* **Directive a**:
Reproduce the part of the Nokia and Alcatel-Lucent announcement below, starting at "Nokia shares are" and ending at "with the public exchange offer.".

* **Page text**:

------------------------------

Subject to Nokia acquiring at least ninety-five percent of the share capital and voting rights of Alcatel-Lucent, Nokia intends to commence a squeeze-out procedure of the remaining outstanding Alcatel-Lucent shares.


CONDITIONS TO OPENING AND COMPLETION OF THE PUBLIC EXCHANGE OFFER

The opening of the public exchange offer is subject to, inter alia, completion of relevant works council consultations; receipt of regulatory approvals in the relevant jurisdictions; the absence of any material adverse event occurring with respect to Nokia or Alcatel-Lucent prior to the filing of the offer with the Autorité des Marchés Financiers (AMF), the French securities regulator, and the United States’ Securities and Exchange Commission (SEC); the issuance by Alcatel-Lucent’s board of a formal recommendation (avis motivé) in favour of the public exchange offer; and to other customary conditions.

In accordance with the French tender offer rules, following launch of the public exchange offer the completion of the offer will only be subject to the approval by Nokia’s shareholders of the resolutions necessary to implement the combination and the public exchange offer, and to Nokia holding more than 50.00% of the share capital of Alcatel-Lucent on a fully diluted basis upon the closing of the public exchange offer.

PRELIMINARY TIMELINE AND NOKIA SHAREHOLDER MEETING

Alcatel-Lucent will immediately start the information process of its Group works council in order to obtain its opinion on the proposed public exchange offer.

It is expected that the remainder of 2015 will constitute a review period consisting of regulatory and merger control review in a number of jurisdictions, AMF review and other transaction approvals and reviews. Nokia plans to convene an Extraordinary General Meeting to pass the resolutions necessary to implement the combination and the public exchange offer after the receipt of relevant regulatory approvals. Nokia’s Board of Directors will, subject to its fiduciary duties, recommend that its shareholders vote in favour of such resolutions.

The notice to the meeting will be published and more information on the public exchange offer and its background made available to both Nokia’s and Alcatel-Lucent’s shareholders after said regulatory steps, which is expected to take place in late 2015 or early 2016. The public exchange offer is expected to be launched and completed in the first half of 2016.

CORPORATE STRUCTURE AND GOVERNANCE

The planned combined company would be headquartered in Finland, with strategic business locations and major R&D centers in France, and many other countries including Germany, the United States and China. The business is expected to operate under the Nokia brand and intends to retain the Bell Labs brand to host its networks-focused innovation activities.

Risto Siilasmaa is planned to serve as Chairman, and Rajeev Suri as Chief Executive Officer. The combined company’s Board of Directors is planned to have nine or ten members, including three members from Alcatel-Lucent, one of whom would serve as Vice Chairman.

Nokia also announces today that it has initiated a review of strategic options for its HERE business. That review is ongoing, it may or may not lead to a transaction, and any further announcements about HERE will be made in due course, as appropriate.

Nokia Technologies, a source of superb innovation, expertise and intellectual property, is not impacted by today’s announcements and will stay as a separate entity with a clear focus on incubating new technologies and sharing those technologies through an active licensing program.

Nokia shares are listed on Nasdaq Helsinki (ticker:NOK1V), and on the New York Stock Exchange in the form of American Depositary Receipts (ticker:NOK). In addition, Nokia will apply for a listing of Nokia’s shares on NYSE Euronext Paris in connection with the public exchange offer.

------------------------------

* **Materials provided**:
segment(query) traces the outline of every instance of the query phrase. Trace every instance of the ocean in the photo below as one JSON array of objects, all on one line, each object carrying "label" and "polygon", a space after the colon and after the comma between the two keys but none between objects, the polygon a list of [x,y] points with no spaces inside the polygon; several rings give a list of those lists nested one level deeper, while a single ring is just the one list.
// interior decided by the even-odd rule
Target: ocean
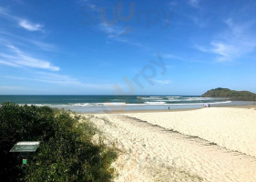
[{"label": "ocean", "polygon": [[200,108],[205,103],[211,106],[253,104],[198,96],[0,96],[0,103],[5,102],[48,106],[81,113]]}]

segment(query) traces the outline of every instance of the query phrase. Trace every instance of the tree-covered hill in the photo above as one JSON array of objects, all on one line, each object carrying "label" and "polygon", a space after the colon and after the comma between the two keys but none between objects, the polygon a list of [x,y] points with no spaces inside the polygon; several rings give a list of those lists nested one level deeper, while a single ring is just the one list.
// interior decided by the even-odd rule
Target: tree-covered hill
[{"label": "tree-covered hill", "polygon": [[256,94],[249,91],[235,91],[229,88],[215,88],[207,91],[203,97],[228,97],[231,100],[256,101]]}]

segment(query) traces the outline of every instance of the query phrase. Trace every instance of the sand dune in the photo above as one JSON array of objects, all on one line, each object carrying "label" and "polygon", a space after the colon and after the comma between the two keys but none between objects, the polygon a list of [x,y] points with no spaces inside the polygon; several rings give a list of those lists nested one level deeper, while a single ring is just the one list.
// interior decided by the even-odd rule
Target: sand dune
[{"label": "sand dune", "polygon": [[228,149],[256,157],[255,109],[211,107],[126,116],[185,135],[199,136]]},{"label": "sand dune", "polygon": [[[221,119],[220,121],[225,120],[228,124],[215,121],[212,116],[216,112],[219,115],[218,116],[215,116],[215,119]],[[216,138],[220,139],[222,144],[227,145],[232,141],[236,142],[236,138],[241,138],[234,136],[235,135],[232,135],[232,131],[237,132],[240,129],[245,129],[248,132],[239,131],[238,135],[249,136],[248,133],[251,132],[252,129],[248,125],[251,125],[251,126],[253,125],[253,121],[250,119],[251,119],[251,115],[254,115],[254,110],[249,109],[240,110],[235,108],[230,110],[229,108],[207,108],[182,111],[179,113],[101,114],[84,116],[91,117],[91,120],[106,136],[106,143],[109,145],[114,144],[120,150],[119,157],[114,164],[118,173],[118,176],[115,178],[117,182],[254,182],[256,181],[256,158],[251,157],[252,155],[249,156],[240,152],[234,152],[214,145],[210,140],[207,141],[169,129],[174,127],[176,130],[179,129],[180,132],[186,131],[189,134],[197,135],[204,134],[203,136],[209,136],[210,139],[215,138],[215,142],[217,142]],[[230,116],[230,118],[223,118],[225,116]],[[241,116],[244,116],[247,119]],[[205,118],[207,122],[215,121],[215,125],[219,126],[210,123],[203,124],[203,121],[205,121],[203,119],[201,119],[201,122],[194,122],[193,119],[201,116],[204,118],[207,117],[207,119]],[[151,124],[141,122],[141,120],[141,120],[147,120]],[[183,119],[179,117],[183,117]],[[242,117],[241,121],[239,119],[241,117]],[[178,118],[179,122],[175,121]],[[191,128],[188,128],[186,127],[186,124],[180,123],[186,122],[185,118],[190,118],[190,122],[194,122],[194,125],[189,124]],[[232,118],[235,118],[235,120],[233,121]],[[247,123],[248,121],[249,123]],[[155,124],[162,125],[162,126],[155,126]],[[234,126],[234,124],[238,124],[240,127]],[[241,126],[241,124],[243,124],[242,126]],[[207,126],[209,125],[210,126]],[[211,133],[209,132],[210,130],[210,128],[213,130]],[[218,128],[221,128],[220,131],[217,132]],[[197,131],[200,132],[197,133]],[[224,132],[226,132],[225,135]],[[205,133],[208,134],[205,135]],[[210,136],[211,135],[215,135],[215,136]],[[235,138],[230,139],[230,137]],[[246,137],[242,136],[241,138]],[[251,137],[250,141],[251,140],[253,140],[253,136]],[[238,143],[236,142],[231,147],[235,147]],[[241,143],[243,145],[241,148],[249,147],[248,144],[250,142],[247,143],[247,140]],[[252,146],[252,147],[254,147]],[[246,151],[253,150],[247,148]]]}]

------------------------------

* **Directive b**:
Select every line of the entries above that contains the string "ocean", treating uppercase and lowercase as different.

* **Solution a**:
Nokia shares are listed on Nasdaq Helsinki (ticker:NOK1V), and on the New York Stock Exchange in the form of American Depositary Receipts (ticker:NOK). In addition, Nokia will apply for a listing of Nokia’s shares on NYSE Euronext Paris in connection with the public exchange offer.

* **Solution b**:
segment(query) traces the outline of every instance of the query phrase. Trace every instance of the ocean in the photo below as one JSON array of objects, all on one line, each object carrying "label" and "polygon", a space after the colon and after the comma between the two keys but none between objects, the polygon a list of [x,y] points with no spaces inside the polygon; several rings give a list of those lists nested one level deeper, while a single ring is just the one list.
Target: ocean
[{"label": "ocean", "polygon": [[200,108],[205,103],[211,106],[253,104],[198,96],[0,96],[0,103],[5,102],[48,106],[81,113]]}]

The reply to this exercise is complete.